TASK DIRECTIONS – What is needed is an exact printout of all the data.

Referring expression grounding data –
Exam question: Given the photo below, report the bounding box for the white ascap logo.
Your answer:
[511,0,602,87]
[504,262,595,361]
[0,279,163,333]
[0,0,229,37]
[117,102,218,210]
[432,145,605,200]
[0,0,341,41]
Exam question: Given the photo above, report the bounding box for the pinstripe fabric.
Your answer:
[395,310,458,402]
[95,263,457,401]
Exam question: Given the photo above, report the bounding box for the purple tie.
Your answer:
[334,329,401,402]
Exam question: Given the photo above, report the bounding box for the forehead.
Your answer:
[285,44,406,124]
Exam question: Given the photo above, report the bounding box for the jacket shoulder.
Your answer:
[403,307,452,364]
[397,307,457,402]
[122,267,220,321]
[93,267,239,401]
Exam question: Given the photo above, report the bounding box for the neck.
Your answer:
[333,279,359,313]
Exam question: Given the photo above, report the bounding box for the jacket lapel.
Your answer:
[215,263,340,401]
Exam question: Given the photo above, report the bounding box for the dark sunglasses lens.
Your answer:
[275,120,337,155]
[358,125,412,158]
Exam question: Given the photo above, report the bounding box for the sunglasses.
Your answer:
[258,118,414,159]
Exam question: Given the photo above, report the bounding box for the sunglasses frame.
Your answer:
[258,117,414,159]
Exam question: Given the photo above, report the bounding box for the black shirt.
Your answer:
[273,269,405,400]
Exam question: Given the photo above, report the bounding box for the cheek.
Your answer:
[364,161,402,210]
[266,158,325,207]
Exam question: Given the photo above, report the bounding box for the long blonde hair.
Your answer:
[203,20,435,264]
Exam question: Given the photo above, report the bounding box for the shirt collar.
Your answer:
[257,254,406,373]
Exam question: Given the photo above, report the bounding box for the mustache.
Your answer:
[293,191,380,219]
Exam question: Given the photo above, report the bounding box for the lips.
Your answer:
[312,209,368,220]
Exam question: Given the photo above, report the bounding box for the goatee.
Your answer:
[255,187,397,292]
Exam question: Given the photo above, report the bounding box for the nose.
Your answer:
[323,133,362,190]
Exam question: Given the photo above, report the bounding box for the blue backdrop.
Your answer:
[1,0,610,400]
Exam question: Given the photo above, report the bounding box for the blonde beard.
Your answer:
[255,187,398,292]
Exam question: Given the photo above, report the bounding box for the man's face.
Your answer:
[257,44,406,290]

PROBLEM SOLUTION –
Exam question: Given the photo below, report the bounding box for the white ascap logo.
Your answer:
[511,0,602,87]
[504,262,595,361]
[0,279,163,333]
[0,0,229,37]
[117,102,218,210]
[432,145,605,200]
[0,0,341,41]
Exam question: Given the photo above, report the bounding box for the pinstripe fabric.
Your answer:
[395,310,458,402]
[95,263,457,401]
Exam question: Given the photo above, report the bounding box for the purple tie.
Your answer:
[334,329,401,402]
Exam question: Given the photo above, report the bounding box for the forehead.
Your answer:
[285,44,406,124]
Exam question: Given the photo above, report the bounding box for the jacket shoulder.
Your answer:
[403,307,452,364]
[397,307,457,402]
[122,267,220,321]
[93,267,239,401]
Exam question: Given the photo above, report the bounding box for the neck.
Your answer:
[333,279,359,313]
Exam question: Given the photo above, report the bounding box for the jacket lapel.
Your answer:
[215,263,340,401]
Exam question: Given the photo above, report the bounding box for the dark sunglasses lens.
Your answer:
[275,120,337,155]
[358,125,412,158]
Exam question: Given the photo above, report the bounding box for the sunglasses.
Your answer:
[258,118,414,159]
Exam question: Given the photo above, report the bounding box for the sunglasses frame.
Your answer:
[258,117,414,159]
Exam question: Given the photo above, report the bounding box for the black shirt.
Your answer:
[273,269,405,400]
Exam question: Given the photo above, report the bounding box for the cheek.
Your answer:
[364,161,402,210]
[266,158,325,207]
Exam question: Given the photo above, report the bounding box for the long blonde hair.
Your answer:
[203,20,435,264]
Exam question: Given the photo above, report the bounding box for the shirt collar.
Your answer:
[257,254,406,373]
Exam question: Given the photo above, report the bounding box for the mustache.
Your answer:
[293,191,380,219]
Exam question: Given the photo above, report the bounding box for the lips.
Your answer:
[312,209,368,220]
Exam question: Given the photo above, report the bounding box for the goatee.
Your answer:
[255,187,397,292]
Exam question: Given the photo above, report the bounding box for the nose.
Your answer:
[323,133,362,190]
Exam question: Given the photo above, report the bounding box for the blue backdrop.
Your answer:
[1,0,610,400]
Exam question: Given the photo above, report the bounding box for the blonde beard.
Your answer:
[255,187,398,292]
Exam question: Given the photo above, report the bounding box for the man's face.
Your answer:
[257,44,406,290]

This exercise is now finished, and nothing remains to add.